### WORK REQUEST 1
Transcribe the PML abstract from "Methods and case" to "count of 0.308x109/L.".
### WORK REQUEST 2
According to the PML abstract, what was the median time from onset of symptoms to death in the fatal cases?
### WORK REQUEST 3
List the groups of individuals in whom, according to the PML abstract, PML has classically been described.

Background: Progressive multifocal leukoencephalopathy (PML) is a deadly demyelinating disease of the brain, caused by reactivation of the polyomavirus JC (JCV). PML has classically been described in individuals with profound cellular immunosuppression such as patients with AIDS, hematological malignancies, organ transplant recipients or those treated with immunosuppressive or immunomodulatory medications for autoimmune diseases.

Methods and case reports: We describe five HIV seronegative patients with minimal or occult immunosuppression who developed PML including two patients with alcoholic cirrhosis, one with untreated dermatomyositis, and two with idiopathic CD4+ T cell lymphocytopenia. We performed a review of the literature to find similar cases.

Results: We found an additional 33 cases in the literature. Of a total of 38 cases, seven (18.4%) had hepatic cirrhosis, five (13.2%) had renal failure, including one with concomitant hepatic cirrhosis, two (5.2%) were pregnant women, two (5.2%) had concomitant dementia, one (2.6%) had dermatomyositis and 22 (57.9%) had no specific underlying diagnosis. Among these 22, five (22.7%) had low CD4+ T cell counts (0.080-0.294x109/L) and were diagnosed with idiopathic CD4+ lymphocytopenia, and one had borderline CD4+ T cell count of 0.308x109/L.

The outcome was fatal in 27/38 (71.1%) cases within 1.5-120 months (median 8 months) from onset of symptoms, and 3/4 cases who harbored JCV-specific T cells in their peripheral blood had inactive disease with stable neurological deficits after 6-26 months of follow up.

Discussion: These results indicate that PML can occur in patients with minimal or occult immunosuppression and invite us to revisit the generally accepted notion that profound cellular immunosuppression is a prerequisite for the development of PML.

### STUDY MATERIAL
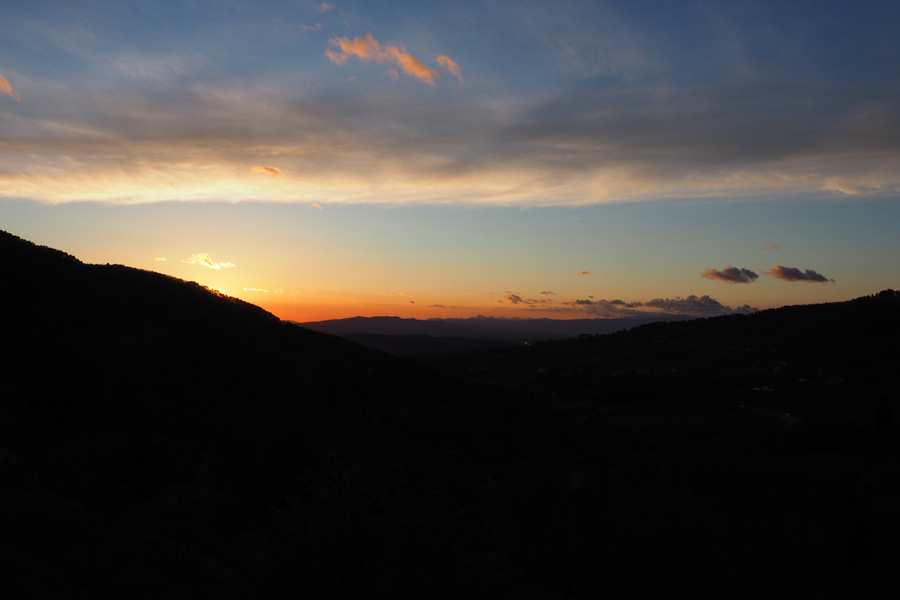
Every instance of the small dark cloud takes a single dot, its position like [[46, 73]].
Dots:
[[731, 275], [794, 274]]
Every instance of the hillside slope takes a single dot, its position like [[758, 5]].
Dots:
[[160, 440]]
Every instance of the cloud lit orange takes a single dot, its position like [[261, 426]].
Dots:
[[366, 47], [6, 88], [270, 171], [449, 66]]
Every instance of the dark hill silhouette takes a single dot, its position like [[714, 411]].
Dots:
[[160, 440], [416, 337]]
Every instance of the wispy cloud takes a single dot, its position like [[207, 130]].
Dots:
[[366, 47], [6, 88], [731, 275], [309, 28], [794, 274], [449, 66], [205, 260], [272, 172]]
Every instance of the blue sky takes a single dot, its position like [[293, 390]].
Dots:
[[447, 159]]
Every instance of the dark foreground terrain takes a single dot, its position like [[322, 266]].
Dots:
[[158, 440]]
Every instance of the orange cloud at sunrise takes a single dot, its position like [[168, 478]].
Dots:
[[270, 171], [449, 66], [6, 88], [366, 47]]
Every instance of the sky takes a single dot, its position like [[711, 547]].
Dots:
[[452, 159]]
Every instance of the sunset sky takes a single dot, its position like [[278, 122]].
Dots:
[[510, 158]]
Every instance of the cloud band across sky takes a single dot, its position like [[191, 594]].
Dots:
[[367, 48], [544, 119]]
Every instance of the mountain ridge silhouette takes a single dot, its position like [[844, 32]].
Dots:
[[158, 439]]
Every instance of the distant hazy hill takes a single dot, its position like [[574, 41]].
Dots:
[[415, 337], [160, 440]]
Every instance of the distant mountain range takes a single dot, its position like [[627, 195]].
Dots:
[[160, 440], [415, 337]]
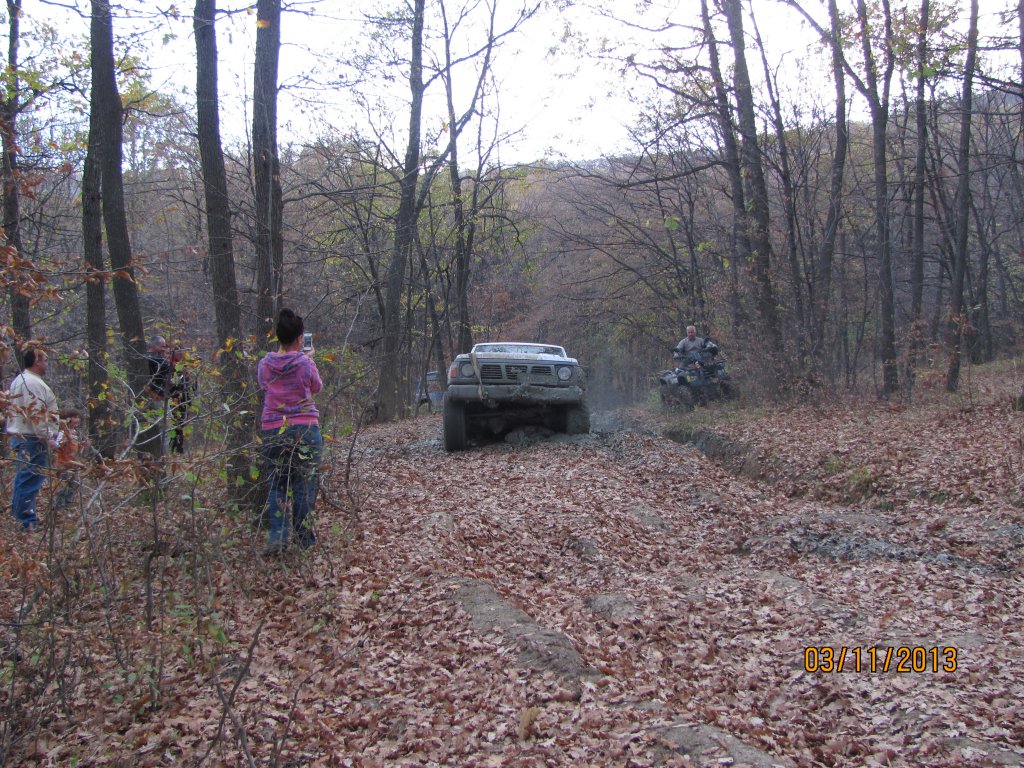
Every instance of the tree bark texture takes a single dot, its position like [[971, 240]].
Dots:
[[756, 187], [235, 390], [957, 321], [266, 169], [389, 399], [108, 112], [10, 177]]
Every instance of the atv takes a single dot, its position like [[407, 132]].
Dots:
[[697, 378]]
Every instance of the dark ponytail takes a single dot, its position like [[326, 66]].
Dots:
[[290, 327]]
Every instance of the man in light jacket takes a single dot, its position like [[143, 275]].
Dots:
[[33, 424]]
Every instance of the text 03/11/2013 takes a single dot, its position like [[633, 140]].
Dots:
[[903, 659]]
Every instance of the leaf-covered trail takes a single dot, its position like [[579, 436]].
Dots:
[[693, 595], [615, 599]]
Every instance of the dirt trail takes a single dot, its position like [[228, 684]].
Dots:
[[620, 598]]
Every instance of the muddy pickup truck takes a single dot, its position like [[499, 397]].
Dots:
[[498, 386]]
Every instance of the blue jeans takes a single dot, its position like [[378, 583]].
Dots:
[[32, 458], [292, 457]]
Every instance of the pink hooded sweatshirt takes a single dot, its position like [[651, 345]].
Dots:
[[289, 381]]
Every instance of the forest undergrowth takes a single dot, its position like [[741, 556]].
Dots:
[[619, 598]]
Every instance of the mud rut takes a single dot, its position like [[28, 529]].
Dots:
[[626, 594]]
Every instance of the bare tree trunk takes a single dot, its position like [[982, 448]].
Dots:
[[878, 101], [105, 108], [756, 187], [266, 169], [788, 204], [957, 321], [102, 430], [389, 400], [920, 169], [20, 315], [740, 245], [218, 227], [820, 309]]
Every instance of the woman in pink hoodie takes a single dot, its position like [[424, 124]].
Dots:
[[292, 441]]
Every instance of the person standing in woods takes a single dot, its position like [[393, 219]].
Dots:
[[32, 422], [153, 437], [292, 441]]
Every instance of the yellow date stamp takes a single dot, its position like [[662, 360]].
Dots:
[[901, 659]]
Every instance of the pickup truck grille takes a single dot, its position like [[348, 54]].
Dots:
[[513, 373]]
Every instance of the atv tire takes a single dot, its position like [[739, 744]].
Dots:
[[454, 426], [677, 396], [578, 419]]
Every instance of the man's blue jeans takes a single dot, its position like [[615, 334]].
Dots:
[[32, 458], [292, 457]]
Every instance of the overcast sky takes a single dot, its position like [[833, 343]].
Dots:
[[553, 93]]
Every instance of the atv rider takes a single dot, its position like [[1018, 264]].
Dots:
[[693, 343]]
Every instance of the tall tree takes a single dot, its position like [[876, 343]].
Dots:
[[957, 321], [105, 121], [101, 428], [389, 400], [740, 244], [218, 228], [875, 87], [10, 173], [266, 168], [920, 171], [757, 189]]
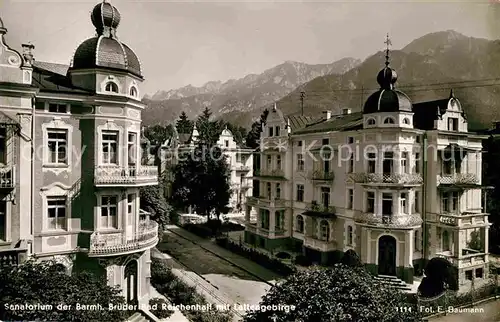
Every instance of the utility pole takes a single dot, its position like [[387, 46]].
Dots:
[[302, 96]]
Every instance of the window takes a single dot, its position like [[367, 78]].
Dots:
[[371, 162], [452, 124], [300, 162], [325, 196], [386, 204], [300, 192], [350, 167], [417, 162], [403, 202], [3, 145], [300, 224], [350, 198], [56, 211], [111, 87], [3, 220], [404, 162], [325, 230], [387, 164], [350, 236], [57, 143], [58, 108], [370, 202], [109, 206], [132, 148], [109, 148]]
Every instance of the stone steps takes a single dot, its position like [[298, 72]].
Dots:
[[393, 281]]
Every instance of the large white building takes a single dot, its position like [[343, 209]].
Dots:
[[240, 161], [399, 183]]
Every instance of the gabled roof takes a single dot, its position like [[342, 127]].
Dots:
[[335, 123]]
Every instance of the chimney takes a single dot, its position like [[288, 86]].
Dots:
[[346, 111], [28, 53]]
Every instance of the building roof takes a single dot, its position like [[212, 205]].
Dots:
[[52, 77], [344, 122]]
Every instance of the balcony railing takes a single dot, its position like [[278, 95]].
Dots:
[[269, 173], [7, 179], [126, 175], [320, 208], [319, 244], [103, 244], [387, 178], [458, 179], [321, 175], [394, 221]]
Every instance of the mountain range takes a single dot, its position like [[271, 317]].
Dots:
[[428, 68]]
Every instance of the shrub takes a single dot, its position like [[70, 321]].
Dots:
[[159, 307], [302, 260], [283, 255]]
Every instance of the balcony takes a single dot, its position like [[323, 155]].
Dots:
[[7, 177], [463, 180], [321, 175], [275, 173], [386, 221], [318, 244], [123, 176], [113, 244], [405, 179]]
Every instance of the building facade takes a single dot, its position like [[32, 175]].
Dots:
[[240, 161], [72, 170], [399, 183]]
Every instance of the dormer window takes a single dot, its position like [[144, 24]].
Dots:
[[111, 87], [133, 92], [389, 120]]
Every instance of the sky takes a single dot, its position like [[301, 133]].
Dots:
[[193, 42]]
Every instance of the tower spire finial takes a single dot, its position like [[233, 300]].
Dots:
[[388, 43]]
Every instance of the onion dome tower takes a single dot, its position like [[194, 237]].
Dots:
[[388, 106], [105, 51]]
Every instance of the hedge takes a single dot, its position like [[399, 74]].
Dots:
[[172, 287], [258, 257]]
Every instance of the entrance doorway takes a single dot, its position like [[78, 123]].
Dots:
[[387, 255]]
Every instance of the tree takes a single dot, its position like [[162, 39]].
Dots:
[[184, 125], [47, 284], [157, 134], [202, 181], [337, 294], [351, 259], [253, 137], [440, 275]]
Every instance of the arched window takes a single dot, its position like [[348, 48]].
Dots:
[[300, 224], [133, 91], [389, 120], [446, 240], [350, 237], [325, 230], [111, 87]]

### YOUR SOLUTION 1
Methods and case reports: We describe five HIV seronegative patients with minimal or occult immunosuppression who developed PML including two patients with alcoholic cirrhosis, one with untreated dermatomyositis, and two with idiopathic CD4+ T cell lymphocytopenia. We performed a review of the literature to find similar cases.

Results: We found an additional 33 cases in the literature. Of a total of 38 cases, seven (18.4%) had hepatic cirrhosis, five (13.2%) had renal failure, including one with concomitant hepatic cirrhosis, two (5.2%) were pregnant women, two (5.2%) had concomitant dementia, one (2.6%) had dermatomyositis and 22 (57.9%) had no specific underlying diagnosis. Among these 22, five (22.7%) had low CD4+ T cell counts (0.080-0.294x109/L) and were diagnosed with idiopathic CD4+ lymphocytopenia, and one had borderline CD4+ T cell count of 0.308x109/L.

### YOUR SOLUTION 2
8 months

### YOUR SOLUTION 3
- Patients with AIDS
- Patients with hematological malignancies
- Organ transplant recipients
- Those treated with immunosuppressive or immunomodulatory medications for autoimmune diseases